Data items

>>>

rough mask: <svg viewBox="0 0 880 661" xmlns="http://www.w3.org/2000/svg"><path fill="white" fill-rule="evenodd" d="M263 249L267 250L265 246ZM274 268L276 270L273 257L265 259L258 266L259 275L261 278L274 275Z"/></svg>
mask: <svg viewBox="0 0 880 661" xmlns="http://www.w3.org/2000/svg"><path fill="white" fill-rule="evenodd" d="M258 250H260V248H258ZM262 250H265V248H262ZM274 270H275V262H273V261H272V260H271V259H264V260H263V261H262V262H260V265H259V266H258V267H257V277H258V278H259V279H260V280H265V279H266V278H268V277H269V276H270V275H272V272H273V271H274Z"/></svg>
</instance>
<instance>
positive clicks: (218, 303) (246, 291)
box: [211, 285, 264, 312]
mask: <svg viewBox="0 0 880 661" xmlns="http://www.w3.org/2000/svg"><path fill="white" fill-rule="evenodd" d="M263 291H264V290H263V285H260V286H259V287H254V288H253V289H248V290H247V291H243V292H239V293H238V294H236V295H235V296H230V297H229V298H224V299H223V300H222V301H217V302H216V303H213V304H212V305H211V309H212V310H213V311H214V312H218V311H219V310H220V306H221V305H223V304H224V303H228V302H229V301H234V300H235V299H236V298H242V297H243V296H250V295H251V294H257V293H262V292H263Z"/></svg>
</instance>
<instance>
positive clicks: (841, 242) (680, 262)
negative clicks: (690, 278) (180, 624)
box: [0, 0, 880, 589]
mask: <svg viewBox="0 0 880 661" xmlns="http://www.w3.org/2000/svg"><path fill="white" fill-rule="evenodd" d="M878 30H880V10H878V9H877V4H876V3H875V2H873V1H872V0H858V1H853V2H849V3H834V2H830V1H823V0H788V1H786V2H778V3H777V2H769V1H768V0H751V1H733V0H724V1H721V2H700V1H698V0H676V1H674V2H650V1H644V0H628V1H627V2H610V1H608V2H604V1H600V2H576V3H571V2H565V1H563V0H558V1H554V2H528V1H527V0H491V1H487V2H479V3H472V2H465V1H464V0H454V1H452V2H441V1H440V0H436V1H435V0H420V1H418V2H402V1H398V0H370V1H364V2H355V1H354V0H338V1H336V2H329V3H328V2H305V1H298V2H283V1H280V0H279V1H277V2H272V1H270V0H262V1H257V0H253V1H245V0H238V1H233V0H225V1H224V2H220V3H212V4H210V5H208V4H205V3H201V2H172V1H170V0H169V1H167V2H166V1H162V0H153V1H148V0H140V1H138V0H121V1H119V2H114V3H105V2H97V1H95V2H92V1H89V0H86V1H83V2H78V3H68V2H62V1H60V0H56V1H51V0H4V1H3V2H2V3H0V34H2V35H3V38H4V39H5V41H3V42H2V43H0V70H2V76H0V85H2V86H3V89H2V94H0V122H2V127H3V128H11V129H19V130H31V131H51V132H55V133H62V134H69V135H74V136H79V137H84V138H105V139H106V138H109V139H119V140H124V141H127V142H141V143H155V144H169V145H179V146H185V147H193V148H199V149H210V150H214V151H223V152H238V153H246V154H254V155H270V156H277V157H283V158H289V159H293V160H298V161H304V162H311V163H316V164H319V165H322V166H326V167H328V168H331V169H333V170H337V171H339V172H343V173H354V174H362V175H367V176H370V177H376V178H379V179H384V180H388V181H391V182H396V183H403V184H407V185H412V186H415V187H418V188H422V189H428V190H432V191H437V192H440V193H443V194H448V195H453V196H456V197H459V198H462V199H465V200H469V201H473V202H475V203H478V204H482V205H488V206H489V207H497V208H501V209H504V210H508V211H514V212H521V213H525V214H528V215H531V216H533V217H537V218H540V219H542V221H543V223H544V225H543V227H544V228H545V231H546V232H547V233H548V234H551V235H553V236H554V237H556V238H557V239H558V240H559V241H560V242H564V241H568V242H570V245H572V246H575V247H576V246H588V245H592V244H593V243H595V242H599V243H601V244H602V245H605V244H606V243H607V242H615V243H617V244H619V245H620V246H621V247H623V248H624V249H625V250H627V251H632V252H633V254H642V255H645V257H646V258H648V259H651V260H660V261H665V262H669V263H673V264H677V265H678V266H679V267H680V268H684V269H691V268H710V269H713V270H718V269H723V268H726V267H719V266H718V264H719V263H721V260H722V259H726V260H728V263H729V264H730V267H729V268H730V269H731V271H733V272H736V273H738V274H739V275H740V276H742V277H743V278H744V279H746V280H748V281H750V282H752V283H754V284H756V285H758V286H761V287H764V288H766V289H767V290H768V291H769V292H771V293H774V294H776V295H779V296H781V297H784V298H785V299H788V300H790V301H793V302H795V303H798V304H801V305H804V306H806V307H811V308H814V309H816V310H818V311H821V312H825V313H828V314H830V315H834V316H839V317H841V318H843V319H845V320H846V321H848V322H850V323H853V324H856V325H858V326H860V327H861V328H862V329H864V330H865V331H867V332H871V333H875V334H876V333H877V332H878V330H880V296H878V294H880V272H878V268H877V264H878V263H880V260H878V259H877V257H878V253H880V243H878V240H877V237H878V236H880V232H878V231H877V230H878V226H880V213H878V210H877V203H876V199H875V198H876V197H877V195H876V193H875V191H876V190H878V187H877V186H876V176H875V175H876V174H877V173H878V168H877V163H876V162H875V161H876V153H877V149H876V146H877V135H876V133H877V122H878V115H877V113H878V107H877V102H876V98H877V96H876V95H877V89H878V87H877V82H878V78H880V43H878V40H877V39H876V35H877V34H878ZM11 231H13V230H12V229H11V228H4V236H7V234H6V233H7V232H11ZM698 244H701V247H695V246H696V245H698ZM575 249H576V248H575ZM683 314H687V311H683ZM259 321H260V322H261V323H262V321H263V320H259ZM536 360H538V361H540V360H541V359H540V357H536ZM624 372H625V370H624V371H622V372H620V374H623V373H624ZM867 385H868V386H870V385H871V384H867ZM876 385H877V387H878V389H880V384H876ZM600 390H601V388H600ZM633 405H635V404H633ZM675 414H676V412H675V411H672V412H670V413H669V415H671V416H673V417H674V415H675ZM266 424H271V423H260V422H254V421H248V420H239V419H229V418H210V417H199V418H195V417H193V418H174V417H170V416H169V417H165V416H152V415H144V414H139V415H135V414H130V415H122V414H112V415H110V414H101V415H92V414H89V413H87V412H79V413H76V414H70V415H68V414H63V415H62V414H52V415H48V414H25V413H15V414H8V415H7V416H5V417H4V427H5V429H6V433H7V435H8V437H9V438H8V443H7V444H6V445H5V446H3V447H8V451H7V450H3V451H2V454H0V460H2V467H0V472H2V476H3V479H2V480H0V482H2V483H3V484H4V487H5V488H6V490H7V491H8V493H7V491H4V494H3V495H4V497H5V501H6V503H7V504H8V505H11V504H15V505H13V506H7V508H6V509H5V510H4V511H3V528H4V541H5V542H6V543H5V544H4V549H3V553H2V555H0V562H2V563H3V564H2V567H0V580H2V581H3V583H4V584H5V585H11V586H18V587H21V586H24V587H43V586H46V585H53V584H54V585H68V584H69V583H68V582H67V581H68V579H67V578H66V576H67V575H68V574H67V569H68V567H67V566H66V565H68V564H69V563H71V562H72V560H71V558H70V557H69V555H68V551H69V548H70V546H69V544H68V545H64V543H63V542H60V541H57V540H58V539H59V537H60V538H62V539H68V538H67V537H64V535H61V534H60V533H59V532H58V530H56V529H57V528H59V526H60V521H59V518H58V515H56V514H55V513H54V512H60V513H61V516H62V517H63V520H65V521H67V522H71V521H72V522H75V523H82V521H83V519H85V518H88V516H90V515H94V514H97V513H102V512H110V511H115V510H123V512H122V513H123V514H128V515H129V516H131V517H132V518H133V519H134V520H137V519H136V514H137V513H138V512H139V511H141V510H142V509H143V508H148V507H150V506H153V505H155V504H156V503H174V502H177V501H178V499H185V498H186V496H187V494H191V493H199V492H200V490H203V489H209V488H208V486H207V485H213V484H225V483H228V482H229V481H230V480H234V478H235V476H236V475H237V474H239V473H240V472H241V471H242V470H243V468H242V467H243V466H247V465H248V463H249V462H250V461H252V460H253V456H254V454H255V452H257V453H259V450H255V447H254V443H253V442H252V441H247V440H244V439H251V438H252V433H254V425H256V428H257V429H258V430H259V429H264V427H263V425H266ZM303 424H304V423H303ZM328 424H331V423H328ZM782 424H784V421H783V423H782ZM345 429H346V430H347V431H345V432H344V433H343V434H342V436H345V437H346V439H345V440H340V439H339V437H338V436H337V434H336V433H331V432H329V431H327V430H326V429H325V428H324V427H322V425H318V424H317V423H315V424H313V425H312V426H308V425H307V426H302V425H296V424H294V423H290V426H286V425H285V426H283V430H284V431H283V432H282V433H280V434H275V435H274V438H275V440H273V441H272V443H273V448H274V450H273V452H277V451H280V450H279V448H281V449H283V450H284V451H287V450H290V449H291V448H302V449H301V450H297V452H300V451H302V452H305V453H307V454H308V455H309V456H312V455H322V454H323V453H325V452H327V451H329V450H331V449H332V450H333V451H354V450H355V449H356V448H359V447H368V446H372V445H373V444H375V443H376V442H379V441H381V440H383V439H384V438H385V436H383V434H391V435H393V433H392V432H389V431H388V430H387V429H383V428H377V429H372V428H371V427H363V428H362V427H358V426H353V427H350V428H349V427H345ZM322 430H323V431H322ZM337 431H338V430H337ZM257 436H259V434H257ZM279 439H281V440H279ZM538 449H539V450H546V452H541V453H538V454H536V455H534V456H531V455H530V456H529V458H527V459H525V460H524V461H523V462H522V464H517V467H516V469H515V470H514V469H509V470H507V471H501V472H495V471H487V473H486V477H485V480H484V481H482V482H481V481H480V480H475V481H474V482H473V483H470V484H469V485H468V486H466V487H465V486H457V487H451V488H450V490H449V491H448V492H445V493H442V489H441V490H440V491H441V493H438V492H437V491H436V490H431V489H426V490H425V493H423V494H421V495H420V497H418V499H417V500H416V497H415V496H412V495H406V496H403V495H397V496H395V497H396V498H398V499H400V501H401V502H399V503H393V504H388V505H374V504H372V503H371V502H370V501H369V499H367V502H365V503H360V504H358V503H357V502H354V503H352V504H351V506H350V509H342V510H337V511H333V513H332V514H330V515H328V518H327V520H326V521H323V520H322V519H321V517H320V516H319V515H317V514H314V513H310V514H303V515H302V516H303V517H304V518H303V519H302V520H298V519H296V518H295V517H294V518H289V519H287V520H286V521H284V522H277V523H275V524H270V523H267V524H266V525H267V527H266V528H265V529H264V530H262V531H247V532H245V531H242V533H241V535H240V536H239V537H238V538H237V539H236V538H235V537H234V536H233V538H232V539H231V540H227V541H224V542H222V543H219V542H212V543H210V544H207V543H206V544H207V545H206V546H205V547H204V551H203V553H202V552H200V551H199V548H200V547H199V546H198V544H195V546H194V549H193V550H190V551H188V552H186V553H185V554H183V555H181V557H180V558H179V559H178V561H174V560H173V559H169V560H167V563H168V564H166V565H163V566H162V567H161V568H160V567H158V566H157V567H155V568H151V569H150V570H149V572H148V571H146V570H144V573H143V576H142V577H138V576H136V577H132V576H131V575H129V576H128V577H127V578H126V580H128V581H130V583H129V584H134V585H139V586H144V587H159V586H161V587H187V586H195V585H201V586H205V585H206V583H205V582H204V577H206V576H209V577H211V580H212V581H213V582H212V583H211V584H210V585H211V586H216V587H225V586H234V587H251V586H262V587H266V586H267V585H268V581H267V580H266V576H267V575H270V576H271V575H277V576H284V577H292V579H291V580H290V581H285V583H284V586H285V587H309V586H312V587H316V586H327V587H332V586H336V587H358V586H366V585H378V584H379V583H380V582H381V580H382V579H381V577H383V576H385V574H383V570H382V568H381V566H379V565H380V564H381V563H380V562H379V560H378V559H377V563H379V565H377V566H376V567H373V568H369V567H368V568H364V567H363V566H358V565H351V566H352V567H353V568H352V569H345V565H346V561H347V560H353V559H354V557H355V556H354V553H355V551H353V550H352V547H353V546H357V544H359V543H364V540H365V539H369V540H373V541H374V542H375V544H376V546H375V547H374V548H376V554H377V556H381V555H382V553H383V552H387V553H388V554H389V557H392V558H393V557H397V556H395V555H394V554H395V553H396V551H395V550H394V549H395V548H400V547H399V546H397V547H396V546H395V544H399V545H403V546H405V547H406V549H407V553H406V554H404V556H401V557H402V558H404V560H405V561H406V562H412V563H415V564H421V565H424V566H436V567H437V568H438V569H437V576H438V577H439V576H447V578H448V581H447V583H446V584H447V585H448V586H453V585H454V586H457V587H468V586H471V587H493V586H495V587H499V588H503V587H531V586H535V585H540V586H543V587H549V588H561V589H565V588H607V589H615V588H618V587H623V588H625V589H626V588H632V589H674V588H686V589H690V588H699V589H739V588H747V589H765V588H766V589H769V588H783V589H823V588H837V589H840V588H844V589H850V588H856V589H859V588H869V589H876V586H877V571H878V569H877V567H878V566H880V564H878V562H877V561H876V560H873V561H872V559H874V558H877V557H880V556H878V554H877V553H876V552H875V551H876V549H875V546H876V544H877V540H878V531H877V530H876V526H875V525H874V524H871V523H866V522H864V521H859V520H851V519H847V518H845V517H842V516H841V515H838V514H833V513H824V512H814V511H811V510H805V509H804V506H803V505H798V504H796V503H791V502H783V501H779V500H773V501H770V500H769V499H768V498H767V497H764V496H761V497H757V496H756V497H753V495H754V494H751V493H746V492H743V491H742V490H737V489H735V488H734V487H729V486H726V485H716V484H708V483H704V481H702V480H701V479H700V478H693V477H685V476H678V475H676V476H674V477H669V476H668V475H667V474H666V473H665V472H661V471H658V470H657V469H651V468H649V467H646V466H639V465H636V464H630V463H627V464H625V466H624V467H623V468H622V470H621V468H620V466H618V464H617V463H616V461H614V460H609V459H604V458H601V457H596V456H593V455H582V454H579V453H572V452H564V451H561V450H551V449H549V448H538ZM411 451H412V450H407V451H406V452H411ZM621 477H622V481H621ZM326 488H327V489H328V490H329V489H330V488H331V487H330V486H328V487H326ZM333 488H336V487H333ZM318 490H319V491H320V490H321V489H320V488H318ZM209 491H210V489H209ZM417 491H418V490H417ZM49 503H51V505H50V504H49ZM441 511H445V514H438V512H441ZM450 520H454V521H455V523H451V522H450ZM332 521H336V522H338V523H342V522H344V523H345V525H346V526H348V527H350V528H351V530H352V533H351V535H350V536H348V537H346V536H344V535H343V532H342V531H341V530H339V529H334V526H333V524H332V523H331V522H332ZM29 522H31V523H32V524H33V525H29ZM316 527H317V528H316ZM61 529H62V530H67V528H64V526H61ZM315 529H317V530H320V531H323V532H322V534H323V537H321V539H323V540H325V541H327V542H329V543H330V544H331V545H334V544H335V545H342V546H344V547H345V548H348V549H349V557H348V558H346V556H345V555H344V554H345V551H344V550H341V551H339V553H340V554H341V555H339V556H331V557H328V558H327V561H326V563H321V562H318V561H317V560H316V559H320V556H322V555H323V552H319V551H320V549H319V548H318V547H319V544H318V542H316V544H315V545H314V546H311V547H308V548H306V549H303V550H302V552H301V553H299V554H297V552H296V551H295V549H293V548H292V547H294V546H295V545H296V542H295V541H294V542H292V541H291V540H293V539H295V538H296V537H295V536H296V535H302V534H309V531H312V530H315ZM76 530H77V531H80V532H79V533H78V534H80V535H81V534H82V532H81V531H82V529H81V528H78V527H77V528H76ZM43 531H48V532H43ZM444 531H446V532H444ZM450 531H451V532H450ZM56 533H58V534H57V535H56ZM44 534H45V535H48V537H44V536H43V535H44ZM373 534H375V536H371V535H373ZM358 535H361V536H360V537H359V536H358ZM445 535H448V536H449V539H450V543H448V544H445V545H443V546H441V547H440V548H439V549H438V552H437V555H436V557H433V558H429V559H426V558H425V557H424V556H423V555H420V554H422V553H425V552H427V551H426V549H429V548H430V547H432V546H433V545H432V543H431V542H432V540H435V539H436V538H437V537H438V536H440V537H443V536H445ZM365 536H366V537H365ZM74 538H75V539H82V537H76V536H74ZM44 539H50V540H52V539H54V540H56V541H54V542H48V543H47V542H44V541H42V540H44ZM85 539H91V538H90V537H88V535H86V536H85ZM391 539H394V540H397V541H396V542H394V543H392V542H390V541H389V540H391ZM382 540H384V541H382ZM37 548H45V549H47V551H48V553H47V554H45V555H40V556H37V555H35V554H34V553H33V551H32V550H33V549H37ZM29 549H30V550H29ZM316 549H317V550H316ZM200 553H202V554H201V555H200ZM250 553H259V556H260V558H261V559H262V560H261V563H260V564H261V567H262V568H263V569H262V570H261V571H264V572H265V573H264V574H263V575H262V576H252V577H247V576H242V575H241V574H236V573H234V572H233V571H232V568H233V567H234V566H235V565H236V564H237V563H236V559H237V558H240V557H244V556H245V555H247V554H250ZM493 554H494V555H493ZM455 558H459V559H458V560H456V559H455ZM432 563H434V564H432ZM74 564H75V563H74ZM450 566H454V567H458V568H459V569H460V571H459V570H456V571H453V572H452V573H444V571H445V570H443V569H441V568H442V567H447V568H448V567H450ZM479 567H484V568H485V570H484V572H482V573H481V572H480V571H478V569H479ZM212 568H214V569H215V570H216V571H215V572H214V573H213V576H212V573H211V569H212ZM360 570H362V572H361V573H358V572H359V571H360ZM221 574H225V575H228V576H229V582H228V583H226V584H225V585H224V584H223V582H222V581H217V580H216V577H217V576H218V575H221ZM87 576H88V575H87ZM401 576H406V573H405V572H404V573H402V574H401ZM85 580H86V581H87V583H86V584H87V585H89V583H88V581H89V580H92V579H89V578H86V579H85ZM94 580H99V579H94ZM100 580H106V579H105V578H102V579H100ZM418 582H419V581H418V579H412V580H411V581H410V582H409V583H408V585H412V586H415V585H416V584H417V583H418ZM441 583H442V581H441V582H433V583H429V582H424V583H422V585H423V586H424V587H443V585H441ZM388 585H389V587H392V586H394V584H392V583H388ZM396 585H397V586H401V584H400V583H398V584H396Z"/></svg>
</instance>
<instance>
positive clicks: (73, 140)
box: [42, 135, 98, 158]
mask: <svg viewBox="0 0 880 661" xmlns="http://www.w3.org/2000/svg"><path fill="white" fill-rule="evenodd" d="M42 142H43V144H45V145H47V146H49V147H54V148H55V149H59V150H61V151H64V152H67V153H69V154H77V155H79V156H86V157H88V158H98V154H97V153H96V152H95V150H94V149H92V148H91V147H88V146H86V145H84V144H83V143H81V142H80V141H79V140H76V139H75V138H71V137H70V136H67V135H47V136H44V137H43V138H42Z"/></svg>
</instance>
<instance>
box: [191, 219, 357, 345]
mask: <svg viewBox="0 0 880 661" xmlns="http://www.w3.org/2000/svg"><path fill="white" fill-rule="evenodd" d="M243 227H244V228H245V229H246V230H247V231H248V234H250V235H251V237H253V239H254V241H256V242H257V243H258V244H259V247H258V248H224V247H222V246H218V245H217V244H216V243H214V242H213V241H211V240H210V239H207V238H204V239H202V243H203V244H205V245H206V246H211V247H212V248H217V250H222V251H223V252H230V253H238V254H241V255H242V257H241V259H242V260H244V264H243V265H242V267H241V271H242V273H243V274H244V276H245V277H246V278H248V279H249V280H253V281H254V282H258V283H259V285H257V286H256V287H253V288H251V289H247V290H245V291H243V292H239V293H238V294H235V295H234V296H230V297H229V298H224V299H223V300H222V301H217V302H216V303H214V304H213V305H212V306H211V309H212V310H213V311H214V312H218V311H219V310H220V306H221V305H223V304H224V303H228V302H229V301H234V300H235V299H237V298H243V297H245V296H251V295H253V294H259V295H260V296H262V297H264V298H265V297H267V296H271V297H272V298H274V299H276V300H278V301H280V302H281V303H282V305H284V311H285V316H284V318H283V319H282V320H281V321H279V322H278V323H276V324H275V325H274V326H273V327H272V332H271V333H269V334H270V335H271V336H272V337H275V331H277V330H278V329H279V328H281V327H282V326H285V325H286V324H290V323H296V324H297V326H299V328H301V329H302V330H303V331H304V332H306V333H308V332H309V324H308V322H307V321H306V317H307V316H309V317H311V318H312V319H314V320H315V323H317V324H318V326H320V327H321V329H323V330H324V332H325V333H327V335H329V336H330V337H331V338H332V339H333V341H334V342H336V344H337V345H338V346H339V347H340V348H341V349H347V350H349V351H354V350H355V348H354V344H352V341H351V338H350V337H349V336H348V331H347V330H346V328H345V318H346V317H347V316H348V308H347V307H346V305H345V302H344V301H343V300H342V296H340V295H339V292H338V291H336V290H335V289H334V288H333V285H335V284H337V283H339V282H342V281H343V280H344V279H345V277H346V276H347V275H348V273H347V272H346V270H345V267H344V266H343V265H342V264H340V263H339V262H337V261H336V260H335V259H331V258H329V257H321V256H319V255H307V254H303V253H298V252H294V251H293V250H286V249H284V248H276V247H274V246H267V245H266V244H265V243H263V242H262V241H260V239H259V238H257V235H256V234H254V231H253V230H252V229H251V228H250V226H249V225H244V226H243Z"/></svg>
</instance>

<<<

ABOUT THIS EXERCISE
Repeat exactly the lines above from the one with "positive clicks: (841, 242) (680, 262)" up to and including the one with "negative clicks: (690, 278) (180, 624)". No other line belongs in the reply.

RESPONSE TO THIS TASK
positive clicks: (841, 242) (680, 262)
negative clicks: (690, 278) (180, 624)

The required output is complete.